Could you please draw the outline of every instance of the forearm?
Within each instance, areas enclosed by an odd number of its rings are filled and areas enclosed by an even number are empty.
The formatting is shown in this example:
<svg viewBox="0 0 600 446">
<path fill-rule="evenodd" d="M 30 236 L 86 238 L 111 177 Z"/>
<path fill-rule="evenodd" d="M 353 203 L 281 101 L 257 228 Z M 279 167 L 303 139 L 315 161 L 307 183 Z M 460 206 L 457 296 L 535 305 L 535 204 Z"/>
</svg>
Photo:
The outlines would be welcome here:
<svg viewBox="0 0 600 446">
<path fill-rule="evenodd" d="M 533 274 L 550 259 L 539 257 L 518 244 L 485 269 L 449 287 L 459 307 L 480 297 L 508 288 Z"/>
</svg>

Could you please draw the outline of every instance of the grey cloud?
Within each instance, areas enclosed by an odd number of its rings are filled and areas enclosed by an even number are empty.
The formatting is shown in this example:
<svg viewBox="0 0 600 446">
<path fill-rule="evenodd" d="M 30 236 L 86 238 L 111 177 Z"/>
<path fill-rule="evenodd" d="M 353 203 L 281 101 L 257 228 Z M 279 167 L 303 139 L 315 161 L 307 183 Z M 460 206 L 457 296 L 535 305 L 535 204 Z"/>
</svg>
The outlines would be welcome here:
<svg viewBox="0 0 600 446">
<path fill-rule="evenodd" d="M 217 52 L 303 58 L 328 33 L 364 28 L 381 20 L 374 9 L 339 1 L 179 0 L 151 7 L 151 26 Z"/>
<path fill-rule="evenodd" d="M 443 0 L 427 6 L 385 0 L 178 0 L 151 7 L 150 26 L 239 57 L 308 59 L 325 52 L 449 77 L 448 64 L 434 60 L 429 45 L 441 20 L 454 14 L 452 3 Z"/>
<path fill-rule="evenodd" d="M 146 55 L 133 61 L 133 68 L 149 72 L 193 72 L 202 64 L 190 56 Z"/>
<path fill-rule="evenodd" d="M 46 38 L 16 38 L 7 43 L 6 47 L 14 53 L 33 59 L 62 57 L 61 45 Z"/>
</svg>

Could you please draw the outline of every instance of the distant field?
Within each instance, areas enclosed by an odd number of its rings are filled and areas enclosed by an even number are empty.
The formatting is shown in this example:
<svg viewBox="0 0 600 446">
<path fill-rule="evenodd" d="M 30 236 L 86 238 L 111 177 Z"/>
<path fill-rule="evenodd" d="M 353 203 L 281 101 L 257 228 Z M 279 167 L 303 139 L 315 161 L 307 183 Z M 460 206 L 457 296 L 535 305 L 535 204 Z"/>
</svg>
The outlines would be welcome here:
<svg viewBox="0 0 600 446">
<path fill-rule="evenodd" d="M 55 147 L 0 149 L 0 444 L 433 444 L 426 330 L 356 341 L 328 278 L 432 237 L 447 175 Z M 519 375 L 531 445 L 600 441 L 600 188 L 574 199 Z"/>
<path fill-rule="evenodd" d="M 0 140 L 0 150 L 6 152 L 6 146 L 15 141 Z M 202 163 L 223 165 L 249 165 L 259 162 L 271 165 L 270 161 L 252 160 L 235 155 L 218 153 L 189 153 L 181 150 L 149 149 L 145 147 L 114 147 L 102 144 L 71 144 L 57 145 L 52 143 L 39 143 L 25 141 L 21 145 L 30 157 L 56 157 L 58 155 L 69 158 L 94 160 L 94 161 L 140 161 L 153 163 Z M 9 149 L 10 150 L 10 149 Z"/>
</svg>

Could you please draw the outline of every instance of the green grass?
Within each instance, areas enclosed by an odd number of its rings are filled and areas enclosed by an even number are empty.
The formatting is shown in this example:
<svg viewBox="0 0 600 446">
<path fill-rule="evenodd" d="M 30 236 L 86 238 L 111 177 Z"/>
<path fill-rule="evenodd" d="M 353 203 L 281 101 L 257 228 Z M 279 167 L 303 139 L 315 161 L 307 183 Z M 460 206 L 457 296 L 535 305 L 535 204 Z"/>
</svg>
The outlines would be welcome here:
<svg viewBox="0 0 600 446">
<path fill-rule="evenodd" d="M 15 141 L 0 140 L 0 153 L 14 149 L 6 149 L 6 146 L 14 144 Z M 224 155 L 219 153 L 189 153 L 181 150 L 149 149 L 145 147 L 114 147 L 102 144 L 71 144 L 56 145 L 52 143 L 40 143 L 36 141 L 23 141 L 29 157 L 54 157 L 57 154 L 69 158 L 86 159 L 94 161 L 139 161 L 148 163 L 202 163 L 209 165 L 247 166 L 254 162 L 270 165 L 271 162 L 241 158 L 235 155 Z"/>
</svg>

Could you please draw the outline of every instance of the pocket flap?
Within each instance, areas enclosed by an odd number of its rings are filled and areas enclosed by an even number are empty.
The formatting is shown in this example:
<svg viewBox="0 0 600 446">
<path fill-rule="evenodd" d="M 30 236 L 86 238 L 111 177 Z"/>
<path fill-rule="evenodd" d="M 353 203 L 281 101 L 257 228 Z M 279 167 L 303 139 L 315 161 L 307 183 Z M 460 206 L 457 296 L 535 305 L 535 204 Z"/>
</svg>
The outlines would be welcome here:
#####
#### [Exercise instructions]
Could the entire listing be repeated exactly as written?

#### [Answer to this task]
Could you please draw the outline of every instance of the forearm?
Within each instance, areas enclosed by an odd number of its rings are filled and areas enclosed by an even number are empty.
The formatting is shown in this example:
<svg viewBox="0 0 600 446">
<path fill-rule="evenodd" d="M 30 236 L 86 238 L 111 177 Z"/>
<path fill-rule="evenodd" d="M 353 203 L 281 101 L 257 228 Z M 279 167 L 303 139 L 315 161 L 307 183 Z M 460 206 L 457 296 L 535 305 L 535 204 Z"/>
</svg>
Photo:
The outlines would be welcome here:
<svg viewBox="0 0 600 446">
<path fill-rule="evenodd" d="M 533 274 L 550 259 L 539 257 L 518 244 L 485 269 L 449 287 L 459 307 L 480 297 L 508 288 Z"/>
</svg>

Could you please draw the outline of every instance of the grey cloud?
Within each instance, areas enclosed by an odd number of its rings are filled and areas enclosed by an even number are empty.
The formatting is shown in this example:
<svg viewBox="0 0 600 446">
<path fill-rule="evenodd" d="M 30 236 L 86 238 L 111 177 Z"/>
<path fill-rule="evenodd" d="M 353 203 L 281 101 L 257 228 Z M 279 167 L 303 139 L 315 161 L 307 183 Z M 460 206 L 457 296 L 535 305 L 535 204 Z"/>
</svg>
The outlines would be welcome here:
<svg viewBox="0 0 600 446">
<path fill-rule="evenodd" d="M 217 52 L 303 58 L 328 33 L 364 28 L 381 20 L 374 9 L 339 1 L 179 0 L 151 7 L 151 26 Z"/>
<path fill-rule="evenodd" d="M 443 0 L 427 6 L 385 0 L 178 0 L 151 7 L 150 26 L 239 57 L 308 59 L 325 52 L 449 77 L 448 64 L 434 60 L 429 45 L 441 20 L 454 14 L 452 3 Z"/>
<path fill-rule="evenodd" d="M 146 55 L 133 61 L 133 68 L 149 72 L 193 72 L 202 64 L 190 56 Z"/>
<path fill-rule="evenodd" d="M 46 38 L 16 38 L 7 43 L 6 47 L 14 53 L 33 59 L 62 57 L 61 45 Z"/>
</svg>

Could you please draw the outline of every instance of the distant field?
Within each instance, areas enclosed by an odd number of its rings are filled and areas enclosed by an even number are empty.
The formatting is shown in this example:
<svg viewBox="0 0 600 446">
<path fill-rule="evenodd" d="M 30 236 L 86 238 L 111 177 Z"/>
<path fill-rule="evenodd" d="M 353 203 L 281 101 L 257 228 Z M 279 167 L 303 139 L 315 161 L 307 183 Z M 460 206 L 457 296 L 535 305 L 535 204 Z"/>
</svg>
The outlines would be welcome here:
<svg viewBox="0 0 600 446">
<path fill-rule="evenodd" d="M 55 147 L 0 149 L 0 444 L 433 444 L 426 330 L 356 341 L 328 278 L 432 237 L 447 175 Z M 519 375 L 531 445 L 600 441 L 600 188 L 574 199 Z"/>
<path fill-rule="evenodd" d="M 0 140 L 0 150 L 6 152 L 6 146 L 15 141 Z M 202 163 L 223 165 L 249 165 L 259 162 L 271 165 L 270 161 L 252 160 L 235 155 L 218 153 L 189 153 L 181 150 L 149 149 L 145 147 L 114 147 L 102 144 L 71 144 L 57 145 L 52 143 L 39 143 L 25 141 L 21 145 L 30 157 L 56 157 L 58 155 L 69 158 L 94 160 L 94 161 L 140 161 L 153 163 Z M 9 149 L 10 150 L 10 149 Z"/>
</svg>

Could you please draw the outline of every instance of the green grass?
Within each instance, areas enclosed by an odd number of its rings are filled and areas enclosed by an even number are empty.
The formatting is shown in this example:
<svg viewBox="0 0 600 446">
<path fill-rule="evenodd" d="M 30 236 L 86 238 L 111 177 Z"/>
<path fill-rule="evenodd" d="M 353 203 L 281 101 L 257 228 Z M 279 167 L 303 139 L 315 161 L 307 183 Z M 460 206 L 457 296 L 535 305 L 535 204 Z"/>
</svg>
The outlines would be welcome here:
<svg viewBox="0 0 600 446">
<path fill-rule="evenodd" d="M 15 141 L 0 140 L 0 153 L 14 149 L 6 149 L 6 146 L 14 144 Z M 224 155 L 219 153 L 189 153 L 181 150 L 149 149 L 145 147 L 114 147 L 102 144 L 71 144 L 56 145 L 52 143 L 40 143 L 36 141 L 23 141 L 29 157 L 54 157 L 57 154 L 69 158 L 86 159 L 94 161 L 139 161 L 148 163 L 202 163 L 209 165 L 247 166 L 254 162 L 270 165 L 271 162 L 241 158 L 235 155 Z"/>
</svg>

Could you please draw the outline of every instance of the pocket flap?
Within each instance, areas enclosed by an odd number of its rings are filled and areas enclosed by an even number are empty.
The formatting is shown in this example:
<svg viewBox="0 0 600 446">
<path fill-rule="evenodd" d="M 30 236 L 86 238 L 111 177 Z"/>
<path fill-rule="evenodd" d="M 353 203 L 281 101 L 257 228 Z M 279 167 L 303 139 L 315 161 L 307 183 Z M 460 206 L 457 296 L 535 305 L 535 204 Z"/>
</svg>
The outlines would be welcome here:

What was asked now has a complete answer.